> **What to work on**: Format the lines from the start of the entries through the line containing "box: [559, 329, 716, 622]" as a Markdown table with the columns Number and Entry line, numbering each line and skipping any blank ones. Include only those lines.

[Data entries]
__________

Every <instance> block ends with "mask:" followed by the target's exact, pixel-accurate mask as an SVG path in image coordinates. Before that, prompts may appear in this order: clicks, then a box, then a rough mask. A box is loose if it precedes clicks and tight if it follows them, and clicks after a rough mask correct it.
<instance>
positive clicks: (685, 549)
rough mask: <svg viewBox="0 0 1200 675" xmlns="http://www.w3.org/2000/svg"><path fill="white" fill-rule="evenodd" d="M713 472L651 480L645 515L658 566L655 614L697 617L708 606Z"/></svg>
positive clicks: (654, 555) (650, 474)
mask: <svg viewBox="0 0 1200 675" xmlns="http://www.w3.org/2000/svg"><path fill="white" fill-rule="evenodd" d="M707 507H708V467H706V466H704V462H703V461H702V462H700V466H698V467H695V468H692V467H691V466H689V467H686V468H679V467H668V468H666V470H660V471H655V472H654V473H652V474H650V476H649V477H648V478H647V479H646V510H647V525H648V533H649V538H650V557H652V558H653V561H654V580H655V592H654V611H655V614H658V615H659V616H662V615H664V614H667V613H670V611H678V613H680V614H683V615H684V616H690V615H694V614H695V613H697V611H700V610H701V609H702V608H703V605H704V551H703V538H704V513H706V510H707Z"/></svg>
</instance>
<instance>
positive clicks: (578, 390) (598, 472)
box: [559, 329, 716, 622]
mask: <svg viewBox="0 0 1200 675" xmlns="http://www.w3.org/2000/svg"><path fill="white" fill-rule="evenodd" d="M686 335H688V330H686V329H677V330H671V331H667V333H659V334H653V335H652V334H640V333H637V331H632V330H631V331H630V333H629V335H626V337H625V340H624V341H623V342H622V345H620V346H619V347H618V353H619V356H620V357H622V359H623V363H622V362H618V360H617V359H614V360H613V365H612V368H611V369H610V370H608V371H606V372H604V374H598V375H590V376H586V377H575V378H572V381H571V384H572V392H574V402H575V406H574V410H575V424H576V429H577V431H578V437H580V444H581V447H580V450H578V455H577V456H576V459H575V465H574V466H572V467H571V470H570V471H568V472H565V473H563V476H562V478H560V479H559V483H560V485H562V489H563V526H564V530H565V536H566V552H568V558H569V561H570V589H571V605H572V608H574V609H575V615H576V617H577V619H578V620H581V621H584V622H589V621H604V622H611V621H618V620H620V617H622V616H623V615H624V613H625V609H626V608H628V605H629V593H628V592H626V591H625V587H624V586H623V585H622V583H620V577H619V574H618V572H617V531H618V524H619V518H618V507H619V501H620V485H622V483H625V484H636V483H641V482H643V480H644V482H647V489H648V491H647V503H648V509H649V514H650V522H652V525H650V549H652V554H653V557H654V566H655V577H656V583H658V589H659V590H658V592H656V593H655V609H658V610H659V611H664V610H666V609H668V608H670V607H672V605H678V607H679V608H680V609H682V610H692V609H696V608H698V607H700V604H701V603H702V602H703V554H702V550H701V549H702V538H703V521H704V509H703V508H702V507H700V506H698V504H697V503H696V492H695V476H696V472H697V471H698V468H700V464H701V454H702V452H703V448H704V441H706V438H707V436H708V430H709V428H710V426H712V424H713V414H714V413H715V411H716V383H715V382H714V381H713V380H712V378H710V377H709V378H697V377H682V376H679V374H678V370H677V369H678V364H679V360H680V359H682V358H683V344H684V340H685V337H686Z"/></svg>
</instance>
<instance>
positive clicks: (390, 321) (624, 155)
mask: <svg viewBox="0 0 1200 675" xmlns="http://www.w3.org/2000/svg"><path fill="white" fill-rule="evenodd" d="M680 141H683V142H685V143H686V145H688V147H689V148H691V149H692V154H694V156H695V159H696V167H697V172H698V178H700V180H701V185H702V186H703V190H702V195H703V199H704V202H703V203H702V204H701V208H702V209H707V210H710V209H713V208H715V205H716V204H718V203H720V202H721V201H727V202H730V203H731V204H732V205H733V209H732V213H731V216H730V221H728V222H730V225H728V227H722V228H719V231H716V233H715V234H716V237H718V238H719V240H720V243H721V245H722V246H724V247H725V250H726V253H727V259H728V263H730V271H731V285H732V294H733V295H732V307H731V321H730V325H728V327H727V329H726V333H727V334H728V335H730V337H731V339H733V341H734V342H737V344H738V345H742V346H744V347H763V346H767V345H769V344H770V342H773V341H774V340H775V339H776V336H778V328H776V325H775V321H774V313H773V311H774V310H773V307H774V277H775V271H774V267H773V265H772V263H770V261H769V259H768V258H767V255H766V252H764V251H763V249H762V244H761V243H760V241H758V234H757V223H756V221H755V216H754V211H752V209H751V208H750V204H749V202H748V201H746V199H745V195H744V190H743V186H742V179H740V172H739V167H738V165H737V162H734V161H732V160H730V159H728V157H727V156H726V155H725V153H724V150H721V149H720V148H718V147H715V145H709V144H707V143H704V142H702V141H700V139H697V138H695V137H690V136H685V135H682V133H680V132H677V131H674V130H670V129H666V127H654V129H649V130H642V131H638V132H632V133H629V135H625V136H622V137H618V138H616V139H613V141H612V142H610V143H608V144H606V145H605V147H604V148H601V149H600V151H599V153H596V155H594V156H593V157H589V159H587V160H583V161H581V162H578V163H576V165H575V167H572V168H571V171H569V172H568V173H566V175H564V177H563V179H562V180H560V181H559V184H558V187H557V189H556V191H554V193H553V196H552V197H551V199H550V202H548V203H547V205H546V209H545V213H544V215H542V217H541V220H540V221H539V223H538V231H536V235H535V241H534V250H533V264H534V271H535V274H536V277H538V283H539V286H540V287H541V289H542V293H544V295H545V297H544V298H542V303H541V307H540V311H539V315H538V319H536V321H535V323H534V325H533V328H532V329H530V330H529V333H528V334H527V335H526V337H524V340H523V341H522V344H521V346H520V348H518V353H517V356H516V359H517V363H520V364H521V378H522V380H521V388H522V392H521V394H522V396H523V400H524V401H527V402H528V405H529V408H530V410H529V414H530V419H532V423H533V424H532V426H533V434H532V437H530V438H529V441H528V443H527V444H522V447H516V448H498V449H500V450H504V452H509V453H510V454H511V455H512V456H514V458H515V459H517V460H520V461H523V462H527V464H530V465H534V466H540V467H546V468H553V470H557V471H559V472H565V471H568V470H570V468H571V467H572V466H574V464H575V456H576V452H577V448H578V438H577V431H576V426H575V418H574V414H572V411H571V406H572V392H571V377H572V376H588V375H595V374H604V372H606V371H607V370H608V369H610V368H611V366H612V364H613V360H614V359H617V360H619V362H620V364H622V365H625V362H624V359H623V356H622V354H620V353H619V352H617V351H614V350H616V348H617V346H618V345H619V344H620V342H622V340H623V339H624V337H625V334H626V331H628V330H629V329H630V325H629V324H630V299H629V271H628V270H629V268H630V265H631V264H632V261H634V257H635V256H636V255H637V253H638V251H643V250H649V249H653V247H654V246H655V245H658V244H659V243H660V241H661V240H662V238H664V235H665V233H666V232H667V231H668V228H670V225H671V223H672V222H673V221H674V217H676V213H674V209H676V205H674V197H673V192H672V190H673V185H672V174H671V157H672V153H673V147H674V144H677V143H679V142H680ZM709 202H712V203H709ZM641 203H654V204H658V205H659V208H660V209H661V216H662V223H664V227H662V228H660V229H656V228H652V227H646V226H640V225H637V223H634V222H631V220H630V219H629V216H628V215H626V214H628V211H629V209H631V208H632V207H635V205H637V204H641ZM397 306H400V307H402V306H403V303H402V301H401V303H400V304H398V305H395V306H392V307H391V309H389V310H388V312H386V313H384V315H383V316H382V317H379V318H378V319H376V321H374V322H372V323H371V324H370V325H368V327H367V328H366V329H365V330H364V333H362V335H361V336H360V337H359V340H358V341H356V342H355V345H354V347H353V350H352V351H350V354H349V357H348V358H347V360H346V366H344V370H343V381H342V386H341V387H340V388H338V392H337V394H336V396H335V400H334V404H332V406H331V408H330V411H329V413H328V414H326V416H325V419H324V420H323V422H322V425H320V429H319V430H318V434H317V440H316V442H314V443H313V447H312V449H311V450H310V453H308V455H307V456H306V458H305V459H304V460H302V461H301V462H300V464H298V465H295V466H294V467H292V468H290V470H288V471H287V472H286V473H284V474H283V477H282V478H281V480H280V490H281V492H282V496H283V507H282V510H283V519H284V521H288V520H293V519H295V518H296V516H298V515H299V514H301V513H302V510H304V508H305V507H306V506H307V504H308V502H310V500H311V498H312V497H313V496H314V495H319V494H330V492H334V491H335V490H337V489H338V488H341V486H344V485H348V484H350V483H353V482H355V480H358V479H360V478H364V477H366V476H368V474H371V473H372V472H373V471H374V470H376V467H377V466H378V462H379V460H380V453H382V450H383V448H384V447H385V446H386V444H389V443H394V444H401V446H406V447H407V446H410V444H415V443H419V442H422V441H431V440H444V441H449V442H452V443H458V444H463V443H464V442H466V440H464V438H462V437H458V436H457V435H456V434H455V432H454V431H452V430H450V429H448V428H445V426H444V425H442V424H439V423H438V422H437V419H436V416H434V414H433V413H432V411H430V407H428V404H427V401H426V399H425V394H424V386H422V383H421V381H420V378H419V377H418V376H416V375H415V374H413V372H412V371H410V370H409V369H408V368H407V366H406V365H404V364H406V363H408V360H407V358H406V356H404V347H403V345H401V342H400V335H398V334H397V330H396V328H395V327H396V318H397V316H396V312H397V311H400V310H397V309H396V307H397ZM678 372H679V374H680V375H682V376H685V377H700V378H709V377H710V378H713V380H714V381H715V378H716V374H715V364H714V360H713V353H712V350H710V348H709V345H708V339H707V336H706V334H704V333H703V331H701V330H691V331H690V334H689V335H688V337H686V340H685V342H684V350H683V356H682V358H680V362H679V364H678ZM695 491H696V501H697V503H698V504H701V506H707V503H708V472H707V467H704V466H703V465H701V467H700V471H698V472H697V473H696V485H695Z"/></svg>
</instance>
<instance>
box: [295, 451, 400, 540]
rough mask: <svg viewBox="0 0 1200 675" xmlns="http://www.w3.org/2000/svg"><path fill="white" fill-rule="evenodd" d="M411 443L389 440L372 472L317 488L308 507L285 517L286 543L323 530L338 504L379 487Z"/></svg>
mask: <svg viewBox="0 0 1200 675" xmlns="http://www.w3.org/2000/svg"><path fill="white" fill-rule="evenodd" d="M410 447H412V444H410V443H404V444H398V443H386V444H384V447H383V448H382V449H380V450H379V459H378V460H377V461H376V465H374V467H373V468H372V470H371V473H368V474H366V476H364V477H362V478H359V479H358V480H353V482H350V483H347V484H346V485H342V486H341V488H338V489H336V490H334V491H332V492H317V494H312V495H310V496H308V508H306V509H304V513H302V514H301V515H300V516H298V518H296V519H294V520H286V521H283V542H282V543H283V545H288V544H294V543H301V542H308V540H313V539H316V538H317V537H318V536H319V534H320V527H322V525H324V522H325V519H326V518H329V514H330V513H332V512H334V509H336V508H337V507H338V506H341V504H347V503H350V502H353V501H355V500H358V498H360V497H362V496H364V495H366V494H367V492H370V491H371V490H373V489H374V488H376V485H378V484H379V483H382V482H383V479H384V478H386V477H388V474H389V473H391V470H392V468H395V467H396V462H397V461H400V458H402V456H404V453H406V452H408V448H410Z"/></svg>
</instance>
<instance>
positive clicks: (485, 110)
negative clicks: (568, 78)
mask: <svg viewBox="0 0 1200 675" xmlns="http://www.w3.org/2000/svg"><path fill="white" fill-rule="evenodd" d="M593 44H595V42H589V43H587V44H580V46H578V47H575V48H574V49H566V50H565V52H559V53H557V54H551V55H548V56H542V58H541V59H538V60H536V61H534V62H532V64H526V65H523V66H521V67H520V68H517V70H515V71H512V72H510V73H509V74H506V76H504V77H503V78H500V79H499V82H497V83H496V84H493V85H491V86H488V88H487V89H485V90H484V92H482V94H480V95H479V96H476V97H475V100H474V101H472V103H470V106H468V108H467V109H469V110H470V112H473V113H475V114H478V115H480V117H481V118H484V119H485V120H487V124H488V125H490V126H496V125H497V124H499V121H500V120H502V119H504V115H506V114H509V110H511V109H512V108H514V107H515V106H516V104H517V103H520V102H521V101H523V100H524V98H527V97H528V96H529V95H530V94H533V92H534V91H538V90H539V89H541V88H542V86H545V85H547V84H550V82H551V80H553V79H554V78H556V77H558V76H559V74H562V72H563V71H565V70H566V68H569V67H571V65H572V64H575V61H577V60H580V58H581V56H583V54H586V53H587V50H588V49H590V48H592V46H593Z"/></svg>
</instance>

__________

> **Output for this exercise**:
| Number | Entry line |
|---|---|
| 1 | Every <instance> block ends with "mask:" followed by the target's exact, pixel-accurate mask as an SVG path in image coordinates. Before that, prompts may appear in this order: clicks, then a box, then a rough mask. A box is loose if it precedes clicks and tight if it follows them, and clicks after a rough mask correct it. |
| 2 | <instance> |
| 3 | positive clicks: (685, 549) |
| 4 | rough mask: <svg viewBox="0 0 1200 675" xmlns="http://www.w3.org/2000/svg"><path fill="white" fill-rule="evenodd" d="M713 472L651 480L645 515L658 566L655 614L697 617L708 606Z"/></svg> |
| 5 | positive clicks: (654, 555) (650, 474) |
| 6 | mask: <svg viewBox="0 0 1200 675" xmlns="http://www.w3.org/2000/svg"><path fill="white" fill-rule="evenodd" d="M707 507H708V467H706V466H704V462H703V461H702V462H700V466H698V467H695V468H692V467H691V466H689V467H686V468H679V467H668V468H666V470H660V471H655V472H654V473H652V474H650V476H649V477H648V478H647V479H646V510H647V525H648V533H649V538H650V557H652V558H653V561H654V580H655V592H654V611H655V614H658V615H659V616H662V615H664V614H667V613H670V611H678V613H680V614H683V615H684V616H690V615H694V614H695V613H697V611H700V610H701V609H702V608H703V605H704V551H703V538H704V513H706V510H707Z"/></svg> |
| 7 | </instance> |
| 8 | <instance> |
| 9 | positive clicks: (578, 390) (598, 472) |
| 10 | box: [559, 329, 716, 622] |